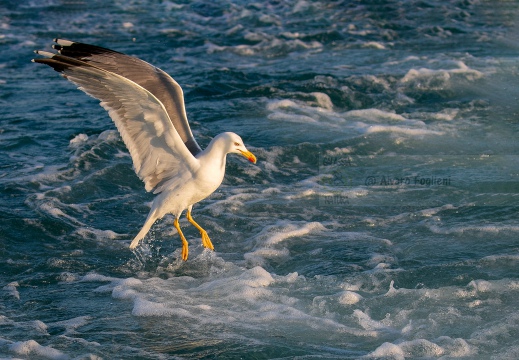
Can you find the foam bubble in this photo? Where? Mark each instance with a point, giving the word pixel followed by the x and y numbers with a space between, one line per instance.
pixel 31 347
pixel 349 298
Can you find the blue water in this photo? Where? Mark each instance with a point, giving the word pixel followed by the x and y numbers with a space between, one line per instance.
pixel 381 220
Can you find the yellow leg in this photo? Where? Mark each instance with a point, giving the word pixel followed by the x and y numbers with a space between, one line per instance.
pixel 206 242
pixel 185 248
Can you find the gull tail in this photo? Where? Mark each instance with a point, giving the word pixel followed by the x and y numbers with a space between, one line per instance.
pixel 147 225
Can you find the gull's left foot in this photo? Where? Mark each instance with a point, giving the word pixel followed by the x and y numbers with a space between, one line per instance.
pixel 206 242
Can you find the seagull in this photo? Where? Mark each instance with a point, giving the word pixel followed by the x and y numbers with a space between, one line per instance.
pixel 147 107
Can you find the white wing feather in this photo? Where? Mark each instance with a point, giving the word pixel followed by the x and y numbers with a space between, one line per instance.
pixel 157 151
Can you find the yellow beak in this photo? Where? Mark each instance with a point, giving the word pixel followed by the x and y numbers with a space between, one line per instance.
pixel 250 156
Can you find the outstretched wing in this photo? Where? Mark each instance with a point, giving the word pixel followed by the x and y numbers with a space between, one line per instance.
pixel 158 152
pixel 153 79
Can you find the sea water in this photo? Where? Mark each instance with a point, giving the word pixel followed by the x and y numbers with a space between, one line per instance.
pixel 380 222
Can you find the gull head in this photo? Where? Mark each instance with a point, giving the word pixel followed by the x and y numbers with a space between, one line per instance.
pixel 235 145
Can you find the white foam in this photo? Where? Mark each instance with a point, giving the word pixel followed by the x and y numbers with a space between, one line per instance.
pixel 439 79
pixel 349 298
pixel 375 114
pixel 31 347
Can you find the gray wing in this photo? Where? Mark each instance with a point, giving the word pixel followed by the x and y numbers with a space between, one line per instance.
pixel 153 79
pixel 159 155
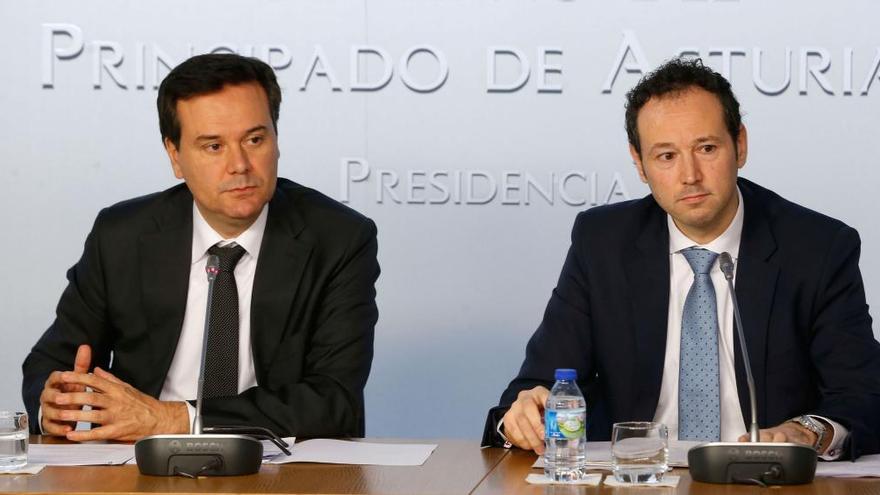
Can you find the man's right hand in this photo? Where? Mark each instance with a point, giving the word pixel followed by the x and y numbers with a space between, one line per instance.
pixel 50 424
pixel 524 421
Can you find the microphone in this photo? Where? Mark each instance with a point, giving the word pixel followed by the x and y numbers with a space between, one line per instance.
pixel 755 462
pixel 199 454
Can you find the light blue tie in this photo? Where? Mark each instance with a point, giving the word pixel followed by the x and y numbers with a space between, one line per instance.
pixel 699 402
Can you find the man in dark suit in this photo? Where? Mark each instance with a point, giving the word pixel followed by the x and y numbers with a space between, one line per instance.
pixel 293 310
pixel 619 314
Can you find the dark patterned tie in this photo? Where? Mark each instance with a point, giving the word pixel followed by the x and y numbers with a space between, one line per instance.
pixel 699 402
pixel 221 360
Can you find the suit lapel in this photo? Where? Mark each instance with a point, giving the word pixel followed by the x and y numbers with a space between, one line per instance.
pixel 164 257
pixel 280 267
pixel 757 272
pixel 647 273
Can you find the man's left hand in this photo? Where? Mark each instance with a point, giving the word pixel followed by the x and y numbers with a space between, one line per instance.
pixel 786 432
pixel 122 411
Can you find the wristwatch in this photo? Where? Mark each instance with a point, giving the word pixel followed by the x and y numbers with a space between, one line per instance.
pixel 815 426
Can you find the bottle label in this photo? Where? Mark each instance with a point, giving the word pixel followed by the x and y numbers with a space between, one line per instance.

**Task objective**
Rewrite every line of the listing above as a numbered list, dropping any blank lines and leaving out the pictures.

**Task response**
1. Can you find the foam bubble in this photo? Where? Mark each instance with a point, giving the word pixel followed by the x and y numbers with a space between, one line per instance.
2. pixel 31 347
3. pixel 349 298
4. Can you find the blue water in this photo? Where? Mark each instance with a point, giving the word pixel followed by the x and y numbers with a space between, one line per instance.
5. pixel 381 220
6. Can you find the yellow leg in this photo? Where? Mark each instance with a point, giving the word pixel followed by the x and y numbers with a space between, one line per instance.
7. pixel 206 242
8. pixel 185 248
9. Can you find the gull tail in this photo? Where? Mark each instance with a point, giving the word pixel followed by the x and y numbers with a space between, one line per instance.
10. pixel 147 225
11. Can you find the gull's left foot in this photo? Where? Mark each instance with a point, giving the word pixel followed by the x and y numbers with a space between, one line per instance.
12. pixel 206 242
13. Can you find the seagull in this photo? Where? Mark each instance with a point, giving the word pixel followed by the x and y numbers with a space between, one line per instance.
14. pixel 147 107
15. Can you find the white wing feather in this photo? Where? Mark each instance with a point, giving the word pixel followed by the x and y numbers with a space between, one line per instance.
16. pixel 157 151
17. Can you find the yellow beak in this photo? Where? Mark each instance with a point, giving the word pixel followed by the x and y numbers with a space between, one line per instance.
18. pixel 250 156
19. Can you find the outstretched wing in this photo? Where? Mark each instance with a point, giving the word pixel followed by the x and y numbers with a space between, one line per instance.
20. pixel 158 152
21. pixel 153 79
22. Can you find the sea water in this photo? Where? Mark each instance with a point, giving the word pixel followed by the x and y numbers with a space between, one line per instance.
23. pixel 380 222
24. Can you find the gull head in this photo? Where? Mark each instance with a point, giving the word pixel followed by the x and y numbers with a space between, one line per instance.
25. pixel 235 145
26. Can you find the white foam in this photo? Where? Mark each instance with a point, giving the word pixel followed by the x and y numbers with a space between, one line per instance.
27. pixel 439 79
28. pixel 349 298
29. pixel 375 114
30. pixel 31 347
31. Can you find the gray wing in this photo? Where? Mark each instance with a point, giving the word pixel followed by the x and y numbers with a space between, one line per instance.
32. pixel 153 79
33. pixel 159 155
34. Can you find the man's right hand in this photo? Where? Mark each instance with a point, giving the word pixel followed by the x and y numbers with a space between, one line per instance.
35. pixel 50 424
36. pixel 524 421
37. Can you find the microphone in this photo? Where? Mark each instance with a point, giving the word pixel followed by the x and y numbers with a space between, one line per instance.
38. pixel 755 462
39. pixel 199 454
40. Can you find the light blue tie in this photo? Where? Mark each instance with a point, giving the word pixel followed by the x and y numbers with a space between, one line per instance.
41. pixel 699 402
42. Can you find the man in dark suit in this photo? Where? Mark each instance with a point, giving the word pixel followed by the x and y numbers with a space between, one line per instance.
43. pixel 293 310
44. pixel 619 314
45. Can you find the dark patterned tie in this photo? Where? Mark each instance with a point, giving the word pixel followed by the x and y numbers with a space between, one line per instance.
46. pixel 699 402
47. pixel 221 360
48. Can you find the suit lapel in this photo? Where? Mark each instance with a point, giving the word pixel followed by the x and y numbers with a space between, one line per instance.
49. pixel 164 257
50. pixel 280 267
51. pixel 757 272
52. pixel 647 273
53. Can you find the man's left hand in this photo? Where? Mark each instance with a point, giving the word pixel followed by the x and y numbers with a space between, one line per instance.
54. pixel 786 432
55. pixel 122 411
56. Can you find the wristwatch in this photo? Where? Mark each instance with a point, giving the word pixel followed by the x and y numbers with a space between, one line per instance.
57. pixel 815 426
58. Can you find the bottle label in this photo? Where? Mark each instance with a point, giving the word pixel followed by the x and y numbers with a space between, one line per instance.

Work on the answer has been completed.